• [Task]: Please copy the records below word for word, keeping every line and its order unchanged.

-- START Material for this exercise --

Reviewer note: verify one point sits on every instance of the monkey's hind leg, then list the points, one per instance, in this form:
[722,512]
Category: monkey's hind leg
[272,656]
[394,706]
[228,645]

-- END Material for this exercise --

• [The output]:
Reviewer note: verify one point sits on every instance of the monkey's hind leg, then list the points, one per instance, in this form:
[722,512]
Category: monkey's hind leg
[272,656]
[394,706]
[228,645]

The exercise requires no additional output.